▶ **Set problem 1**
Copy the profile of Tian Yitong below word for word, in full.

• • •

- Born: December 9, 1994 (age 31) Tianjin, China
- Education: Shanghai Theatre Academy
- Occupation: Actress
- Years active: 2016–present
- Agent: Sunlight Media

Chinese name
- Simplified Chinese: 田依桐

Standard Mandarin
- Hanyu Pinyin: Tián Yītóng

Birth name
- Simplified Chinese: 田一彤

Standard Mandarin
- Hanyu Pinyin: Tián Yītóng

= Tian Yitong =

Chinese actress

Yitong Tian (田依桐, born 9 December 1994), is a Chinese actress. She graduated from the Shanghai Theater Academy in 2017. She became known for her supporting roles in Chinese television dramas Perfect Partner and And The Winner Is Love.

• • •

▶ **Set problem 2**
Please recast only the records below, from the line containing "form: x=205 y=10." through the line containing "x=340 y=242", as a two-column CSV with the columns record_text and answer. Give one row per record, put each value in a single quoted field, and replace line breaks with spaces.

Records from a point-labeling set:

• • •

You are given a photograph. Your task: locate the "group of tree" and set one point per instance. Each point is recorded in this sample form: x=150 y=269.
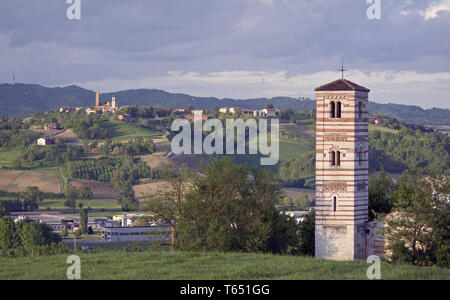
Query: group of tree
x=224 y=210
x=104 y=169
x=416 y=214
x=28 y=237
x=409 y=148
x=28 y=200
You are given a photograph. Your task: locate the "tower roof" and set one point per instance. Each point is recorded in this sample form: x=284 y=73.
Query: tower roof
x=341 y=85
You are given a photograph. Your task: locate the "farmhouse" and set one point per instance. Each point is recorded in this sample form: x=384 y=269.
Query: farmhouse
x=44 y=141
x=50 y=126
x=234 y=110
x=179 y=110
x=111 y=107
x=124 y=117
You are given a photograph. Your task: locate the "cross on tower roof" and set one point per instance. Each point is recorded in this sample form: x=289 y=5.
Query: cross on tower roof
x=342 y=70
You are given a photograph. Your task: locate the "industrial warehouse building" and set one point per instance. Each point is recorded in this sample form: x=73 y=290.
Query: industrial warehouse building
x=136 y=234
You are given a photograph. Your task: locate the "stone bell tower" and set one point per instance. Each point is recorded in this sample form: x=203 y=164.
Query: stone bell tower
x=342 y=170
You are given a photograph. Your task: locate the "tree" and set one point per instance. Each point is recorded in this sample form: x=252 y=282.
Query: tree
x=123 y=181
x=71 y=195
x=8 y=234
x=33 y=234
x=380 y=194
x=165 y=207
x=84 y=221
x=420 y=219
x=306 y=231
x=226 y=211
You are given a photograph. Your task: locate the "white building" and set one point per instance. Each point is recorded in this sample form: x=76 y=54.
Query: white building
x=136 y=234
x=44 y=141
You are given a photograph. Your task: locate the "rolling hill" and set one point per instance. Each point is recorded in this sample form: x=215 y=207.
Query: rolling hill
x=25 y=99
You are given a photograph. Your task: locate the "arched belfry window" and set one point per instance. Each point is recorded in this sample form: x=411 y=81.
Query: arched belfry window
x=332 y=158
x=360 y=112
x=360 y=156
x=332 y=109
x=335 y=158
x=338 y=110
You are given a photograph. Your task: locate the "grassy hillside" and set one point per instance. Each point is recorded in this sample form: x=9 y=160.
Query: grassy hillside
x=30 y=98
x=206 y=266
x=123 y=130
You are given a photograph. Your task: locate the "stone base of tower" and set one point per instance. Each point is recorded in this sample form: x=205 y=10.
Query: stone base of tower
x=340 y=242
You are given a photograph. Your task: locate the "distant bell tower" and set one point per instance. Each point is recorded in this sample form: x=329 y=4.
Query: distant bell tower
x=342 y=170
x=113 y=102
x=97 y=98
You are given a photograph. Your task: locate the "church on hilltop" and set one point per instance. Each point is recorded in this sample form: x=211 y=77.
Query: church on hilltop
x=342 y=173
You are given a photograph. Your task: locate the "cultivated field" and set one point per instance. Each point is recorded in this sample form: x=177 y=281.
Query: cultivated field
x=205 y=266
x=155 y=159
x=126 y=130
x=18 y=181
x=295 y=193
x=99 y=189
x=150 y=188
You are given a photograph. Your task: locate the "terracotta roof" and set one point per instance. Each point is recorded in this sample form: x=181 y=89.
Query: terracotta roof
x=341 y=85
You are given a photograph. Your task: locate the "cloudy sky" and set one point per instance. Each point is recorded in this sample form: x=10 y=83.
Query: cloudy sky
x=232 y=48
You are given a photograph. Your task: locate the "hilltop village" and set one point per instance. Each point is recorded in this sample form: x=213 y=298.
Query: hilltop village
x=98 y=174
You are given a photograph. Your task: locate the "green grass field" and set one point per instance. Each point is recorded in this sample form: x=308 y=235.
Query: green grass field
x=125 y=130
x=7 y=157
x=204 y=266
x=290 y=150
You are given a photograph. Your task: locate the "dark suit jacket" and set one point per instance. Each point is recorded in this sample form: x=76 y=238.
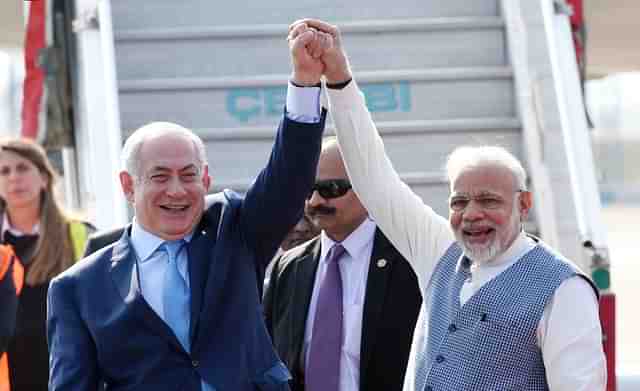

• • •

▶ **Right answer 1**
- Born: December 9, 1994 (age 31) Tianjin, China
- Education: Shanghai Theatre Academy
- Occupation: Actress
- Years active: 2016–present
- Agent: Sunlight Media

Chinese name
- Simplified Chinese: 田依桐

Standard Mandarin
- Hanyu Pinyin: Tián Yītóng

Birth name
- Simplified Chinese: 田一彤

Standard Mandarin
- Hanyu Pinyin: Tián Yītóng

= Tian Yitong =

Chinese actress

Yitong Tian (田依桐, born 9 December 1994), is a Chinese actress. She graduated from the Shanghai Theater Academy in 2017. She became known for her supporting roles in Chinese television dramas Perfect Partner and And The Winner Is Love.

▶ **Right answer 2**
record_text,answer
"You are given a photograph. Your task: locate the ""stone base of tower"" and set one point per instance. Each point is recorded in this sample form: x=205 y=10. Query: stone base of tower","x=340 y=242"